_Point annotation dataset records_
════════════════

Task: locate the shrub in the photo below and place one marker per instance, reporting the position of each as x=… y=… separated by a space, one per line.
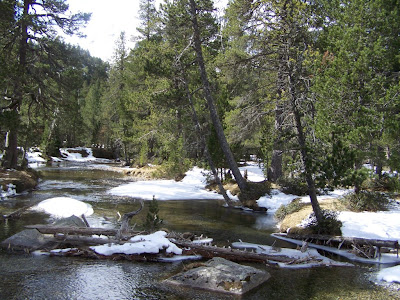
x=366 y=201
x=290 y=208
x=295 y=186
x=330 y=225
x=385 y=183
x=153 y=221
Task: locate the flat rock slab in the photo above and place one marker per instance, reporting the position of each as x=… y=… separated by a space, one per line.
x=221 y=275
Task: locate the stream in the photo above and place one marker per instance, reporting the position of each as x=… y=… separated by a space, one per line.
x=26 y=276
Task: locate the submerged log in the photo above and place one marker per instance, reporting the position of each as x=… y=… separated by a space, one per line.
x=230 y=254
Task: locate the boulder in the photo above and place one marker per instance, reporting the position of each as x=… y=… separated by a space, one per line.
x=221 y=275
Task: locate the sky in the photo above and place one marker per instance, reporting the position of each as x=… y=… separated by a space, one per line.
x=109 y=19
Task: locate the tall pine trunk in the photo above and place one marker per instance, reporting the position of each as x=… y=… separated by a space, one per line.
x=210 y=101
x=11 y=156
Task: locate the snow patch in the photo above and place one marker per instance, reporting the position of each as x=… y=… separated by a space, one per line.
x=390 y=274
x=63 y=207
x=140 y=244
x=11 y=191
x=191 y=187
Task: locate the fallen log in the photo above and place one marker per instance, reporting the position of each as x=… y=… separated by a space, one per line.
x=49 y=229
x=228 y=253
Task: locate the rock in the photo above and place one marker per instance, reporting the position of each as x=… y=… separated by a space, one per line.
x=221 y=275
x=26 y=240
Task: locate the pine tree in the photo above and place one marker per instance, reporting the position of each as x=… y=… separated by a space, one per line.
x=31 y=34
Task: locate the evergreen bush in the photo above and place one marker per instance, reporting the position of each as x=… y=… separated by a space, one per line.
x=153 y=221
x=295 y=186
x=330 y=225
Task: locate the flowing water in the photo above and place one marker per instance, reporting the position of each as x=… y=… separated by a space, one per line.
x=25 y=276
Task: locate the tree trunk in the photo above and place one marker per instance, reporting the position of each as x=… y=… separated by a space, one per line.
x=210 y=101
x=275 y=169
x=306 y=161
x=10 y=160
x=11 y=156
x=222 y=190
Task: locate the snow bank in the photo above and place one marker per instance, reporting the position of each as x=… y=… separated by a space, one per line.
x=275 y=200
x=254 y=171
x=71 y=154
x=63 y=207
x=307 y=259
x=34 y=157
x=371 y=225
x=140 y=244
x=191 y=187
x=390 y=274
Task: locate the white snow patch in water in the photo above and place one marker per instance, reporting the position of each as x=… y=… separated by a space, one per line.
x=151 y=243
x=63 y=207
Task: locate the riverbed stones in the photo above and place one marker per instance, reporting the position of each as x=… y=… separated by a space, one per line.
x=221 y=275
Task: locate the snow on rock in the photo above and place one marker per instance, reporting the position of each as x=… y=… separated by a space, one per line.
x=140 y=244
x=34 y=157
x=371 y=225
x=11 y=191
x=254 y=171
x=307 y=259
x=75 y=154
x=275 y=200
x=390 y=274
x=63 y=207
x=191 y=187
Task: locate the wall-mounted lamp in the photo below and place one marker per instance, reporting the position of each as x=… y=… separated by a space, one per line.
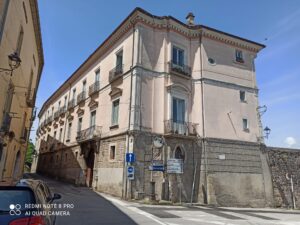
x=267 y=132
x=14 y=62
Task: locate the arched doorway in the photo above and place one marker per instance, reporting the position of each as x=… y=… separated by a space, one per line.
x=179 y=153
x=17 y=165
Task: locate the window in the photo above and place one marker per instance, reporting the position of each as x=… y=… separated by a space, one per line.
x=242 y=96
x=84 y=86
x=65 y=101
x=178 y=116
x=119 y=61
x=245 y=125
x=25 y=13
x=79 y=124
x=178 y=56
x=239 y=56
x=74 y=93
x=112 y=152
x=115 y=112
x=178 y=110
x=34 y=62
x=97 y=75
x=69 y=131
x=20 y=41
x=179 y=154
x=93 y=119
x=211 y=61
x=60 y=134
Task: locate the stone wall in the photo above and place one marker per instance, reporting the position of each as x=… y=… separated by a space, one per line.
x=283 y=161
x=174 y=187
x=237 y=174
x=108 y=173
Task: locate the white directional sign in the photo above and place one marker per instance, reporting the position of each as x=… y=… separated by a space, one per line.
x=175 y=166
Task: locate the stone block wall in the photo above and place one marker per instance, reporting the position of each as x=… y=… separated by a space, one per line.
x=283 y=161
x=235 y=174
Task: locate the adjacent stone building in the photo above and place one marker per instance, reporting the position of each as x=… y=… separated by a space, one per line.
x=189 y=85
x=21 y=64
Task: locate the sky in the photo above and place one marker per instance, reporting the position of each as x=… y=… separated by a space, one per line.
x=73 y=29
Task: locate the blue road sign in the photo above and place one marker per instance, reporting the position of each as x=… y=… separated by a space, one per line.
x=130 y=169
x=130 y=157
x=157 y=168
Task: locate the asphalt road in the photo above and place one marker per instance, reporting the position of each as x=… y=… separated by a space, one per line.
x=89 y=207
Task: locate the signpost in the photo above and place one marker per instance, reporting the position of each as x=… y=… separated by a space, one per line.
x=175 y=166
x=130 y=157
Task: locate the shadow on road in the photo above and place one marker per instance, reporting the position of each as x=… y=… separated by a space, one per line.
x=89 y=207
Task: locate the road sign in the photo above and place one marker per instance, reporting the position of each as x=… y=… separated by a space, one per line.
x=175 y=166
x=130 y=169
x=156 y=168
x=130 y=157
x=130 y=173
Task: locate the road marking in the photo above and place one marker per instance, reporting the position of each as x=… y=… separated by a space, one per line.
x=148 y=215
x=114 y=200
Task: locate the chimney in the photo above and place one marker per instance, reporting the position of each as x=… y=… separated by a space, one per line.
x=190 y=19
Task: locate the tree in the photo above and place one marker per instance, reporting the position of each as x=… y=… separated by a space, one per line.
x=30 y=150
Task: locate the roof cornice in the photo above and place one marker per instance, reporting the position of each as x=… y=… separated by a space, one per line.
x=38 y=36
x=168 y=23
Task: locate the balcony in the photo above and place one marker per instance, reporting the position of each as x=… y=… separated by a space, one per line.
x=23 y=138
x=80 y=97
x=88 y=134
x=62 y=110
x=180 y=69
x=49 y=120
x=180 y=128
x=95 y=87
x=71 y=104
x=30 y=98
x=115 y=73
x=56 y=114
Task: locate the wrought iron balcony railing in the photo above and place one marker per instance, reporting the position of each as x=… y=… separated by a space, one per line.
x=95 y=87
x=115 y=73
x=62 y=110
x=180 y=69
x=56 y=114
x=49 y=119
x=81 y=97
x=180 y=127
x=30 y=98
x=88 y=134
x=71 y=104
x=5 y=126
x=24 y=135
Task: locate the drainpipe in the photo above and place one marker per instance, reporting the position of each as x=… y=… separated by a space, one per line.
x=203 y=120
x=125 y=180
x=64 y=132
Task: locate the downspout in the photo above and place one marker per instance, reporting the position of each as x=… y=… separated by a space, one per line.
x=203 y=120
x=124 y=193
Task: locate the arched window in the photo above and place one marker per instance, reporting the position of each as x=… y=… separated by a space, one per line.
x=179 y=153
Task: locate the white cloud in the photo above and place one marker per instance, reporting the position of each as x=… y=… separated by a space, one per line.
x=290 y=141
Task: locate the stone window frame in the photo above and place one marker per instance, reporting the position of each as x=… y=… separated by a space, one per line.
x=244 y=100
x=246 y=129
x=182 y=149
x=109 y=152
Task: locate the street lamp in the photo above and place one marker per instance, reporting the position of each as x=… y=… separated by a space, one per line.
x=14 y=62
x=267 y=131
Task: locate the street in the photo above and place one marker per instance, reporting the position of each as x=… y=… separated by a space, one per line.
x=95 y=208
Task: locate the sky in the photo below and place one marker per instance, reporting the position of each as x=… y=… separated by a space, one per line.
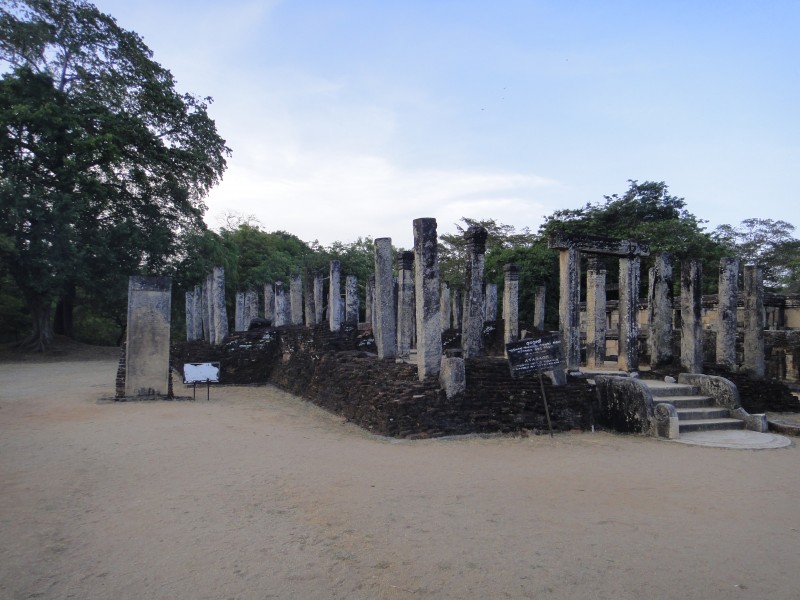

════════════════

_WHAT IS NEEDED_
Rewrite all the records above, changing "place one marker per instance" to "mark each instance with a single point" everywhere and keeping everything else the same. Leave the pictures out.

_FULL SOLUTION_
Task: locate the shrub in the photo below and mark each instance with a single point, reporting the position of each as x=… y=… separated by a space, one per line.
x=366 y=201
x=290 y=208
x=295 y=186
x=330 y=225
x=385 y=183
x=153 y=221
Task: locate the flat rock slab in the photo above and mark each instance with a single point, reporting the position of each as x=… y=… separated by a space, one per line.
x=221 y=275
Task: locate the stream in the photo above and mark each instance with a single point, reporting the position of each as x=… y=… separated by a space, one per line.
x=26 y=276
Task: locate the submerged log in the photo above and mark each instance with a single point, reporting the position of each as x=… y=… separated by a space, one per line.
x=230 y=254
Task: locate the boulder in the photo above and mark each instance with a single point, reporting the position of each as x=… y=… separated by a space, one per line.
x=221 y=275
Task: locate the sky in the photo above and mark each instance with a single point, reporting the position of each as x=… y=… separated by a space, one per line.
x=109 y=19
Task: locate the tall pine trunk in the photo above and mark each instance with a single point, reporting the position of each as x=… y=… separated by a space, one per line.
x=210 y=101
x=11 y=156
Task: locate the snow patch in the photo above and mark each instance with a single point, reporting the position of each as x=… y=… separated by a space, one per line.
x=390 y=274
x=63 y=207
x=140 y=244
x=11 y=191
x=191 y=187
Task: locate the fallen log in the photo above and mark each instance with a single point, reporting the position of each as x=… y=… separated by a space, one per line.
x=49 y=229
x=228 y=253
Task: locate the rock in the photo above and mark each instance with a single point, reporting the position of each as x=… y=… separated by a space, one per line.
x=221 y=275
x=26 y=240
Task: locate the pine tree in the photo above and mark each instance with a single point, reporting the position of each as x=… y=… separated by a space, one per line.
x=31 y=34
Task: locate the evergreen bush in the photo above and mark each instance with a single point, reporting the position of each as x=… y=… separated by a space, one per line.
x=153 y=221
x=295 y=186
x=330 y=225
Task: locate the flowing water in the photo above and mark each instance with a single point, reporting the position of each as x=… y=… separated by a space, one per line.
x=25 y=276
Task: locate the tree trunk in the photo above and mark each instance with a single point, reporting the position of each as x=… y=… separated by a space, one per line.
x=210 y=101
x=275 y=169
x=306 y=161
x=10 y=160
x=11 y=156
x=222 y=190
Task: locate the snow bank in the photo above and mark each instance with a single point, reporting the position of each as x=… y=… separated by a space, one per line.
x=275 y=200
x=254 y=171
x=71 y=154
x=63 y=207
x=307 y=259
x=34 y=157
x=371 y=225
x=140 y=244
x=191 y=187
x=390 y=274
Task: locate the white snow patch in water in the photo above and mark each instance with a single point, reporting the position of each as x=… y=… separated by a space, one per line.
x=151 y=243
x=63 y=207
Task: locate the riverbed stones in the photo above and mark each instance with a single point, reporting the position of each as x=… y=… separated by a space, one per line.
x=221 y=275
Task: locate the snow on rock in the photo above and mark each instance with a single point, reporting the position of each as x=… y=… separated by a space, one per line.
x=140 y=244
x=34 y=157
x=371 y=225
x=11 y=191
x=254 y=171
x=307 y=259
x=75 y=154
x=275 y=200
x=390 y=274
x=63 y=207
x=191 y=187
Task: locate the wall-mounted lamp in the photo below and mark each instance with a single point, reporting the position of each as x=… y=… separated by a space, one per line.
x=267 y=132
x=14 y=62
Task: locate the arched doorway in the photo above and mark each instance with a single point, reporting the position of each as x=… y=… separated by a space, one per line.
x=179 y=153
x=17 y=165
Task: locate the window in the photo above and mark each instance with a single point, reporting the position of each as x=… y=… separated by a space, one per line.
x=242 y=96
x=84 y=86
x=65 y=101
x=178 y=116
x=119 y=61
x=245 y=125
x=25 y=13
x=79 y=124
x=178 y=56
x=239 y=56
x=74 y=93
x=112 y=152
x=115 y=112
x=178 y=110
x=34 y=62
x=97 y=75
x=69 y=131
x=20 y=41
x=179 y=154
x=93 y=119
x=211 y=61
x=60 y=134
Task: locate the stone wall in the photo above and mark each instance with a single point, reporting the position of each as x=… y=… separated by a space, one per line.
x=283 y=161
x=174 y=187
x=237 y=174
x=108 y=173
Task: locate the white directional sign in the photo above and mark each instance with a single point, reporting the position of each as x=… y=… separated by a space, one per line.
x=175 y=166
Task: locate the stone block wall in the photo above and mark each instance with a single point, reporting the position of each as x=… y=… separated by a space, one per line.
x=283 y=161
x=235 y=174
Task: locate the adjacent stone building in the photo above and mark each instance with a single point, reporting the position of each as x=… y=… separated by a space, one per line.
x=189 y=85
x=21 y=64
Task: locate the sky in the photo above and mark each instance with a single point, reporting the position of each as x=… y=… separated by a space, one per line.
x=73 y=29
Task: locate the blue road sign in the photo above and mark each instance with a single point, reporting the position of each as x=… y=… separated by a space, one per line.
x=130 y=169
x=130 y=157
x=157 y=168
Task: locate the asphalt road in the photo above and mark each instance with a single point, reporting the position of each as x=… y=… separated by a space, one per line.
x=89 y=207
Task: locate the signpost in the photo above and mark each instance with a single point, reporting the position of each as x=… y=… separated by a space, one per line.
x=175 y=166
x=130 y=157
Task: locate the shadow on road in the photo above and mark each instance with a single point, reporting the position of each as x=… y=… separated by a space, one per line.
x=89 y=207
Task: locate the road sign in the photo above and mark each instance with a single point, reporting the position of each as x=… y=… separated by a space, one per line.
x=175 y=166
x=130 y=169
x=156 y=168
x=130 y=157
x=130 y=173
Task: locate the road marking in the photo above and mark each instance with a single point, reporting the position of each as x=… y=… separated by a space, one per line.
x=148 y=215
x=114 y=200
Task: locate the chimney in the photo above and mark each instance with a single point, reporting the position of each as x=… y=… separated by a space, one per line.
x=190 y=19
Task: locate the tree in the photo above and mark each instance with a single point, reporting the position of each as x=… y=… separated by a space, one per line.
x=30 y=150
Task: locate the roof cornice in the photo above and mark each instance with a single point, reporting the position of each as x=… y=… separated by a space, one per line.
x=38 y=36
x=168 y=23
Task: locate the balcony in the photo above and mark each instance with a single point, reporting the position of each as x=… y=… separated by a space, one per line.
x=23 y=138
x=80 y=97
x=88 y=134
x=62 y=110
x=180 y=69
x=49 y=120
x=180 y=128
x=95 y=87
x=71 y=104
x=30 y=98
x=115 y=73
x=56 y=114
Task: locate the wrought iron balcony railing in the photo above and mark each instance with a single point, reporting the position of each as x=… y=… separated by a space, one per line.
x=95 y=87
x=115 y=73
x=62 y=110
x=180 y=69
x=56 y=114
x=49 y=119
x=81 y=97
x=180 y=127
x=30 y=98
x=88 y=134
x=71 y=104
x=5 y=126
x=24 y=135
Task: locate the drainpipe in the photo above and mark each instance with a single point, reporting the position of each as x=… y=… separated by a space, one per line.
x=203 y=120
x=125 y=180
x=64 y=132
Task: locate the downspout in the photo above and mark each instance with a single point, reporting the position of each as x=… y=… separated by a space, one per line.
x=203 y=120
x=124 y=193
Task: locate the arched window in the photo above and mark each instance with a single point, reporting the position of each as x=… y=… separated by a space, one per line.
x=179 y=153
Task: locate the white cloud in the photo above and mark each instance with a single point, reporting the position of each as x=… y=… separated by a space, one per line.
x=290 y=141
Task: locate the stone window frame in the photo above and mark each instance with a single point, reporting the position of each as x=… y=… separated by a space, one per line.
x=244 y=100
x=246 y=129
x=182 y=149
x=109 y=152
Task: locate the street lamp in the photo above and mark each instance with a single point, reporting the position of each as x=… y=… separated by a space, one per line.
x=14 y=62
x=267 y=131
Task: locate the street in the photo above and mark each instance with a single point, reporting the position of each as x=… y=… separated by a space, one per line.
x=95 y=208
Task: locate the sky in the photo below and mark each instance with a single point, reporting the position of each as x=… y=… separated by a space, one per line.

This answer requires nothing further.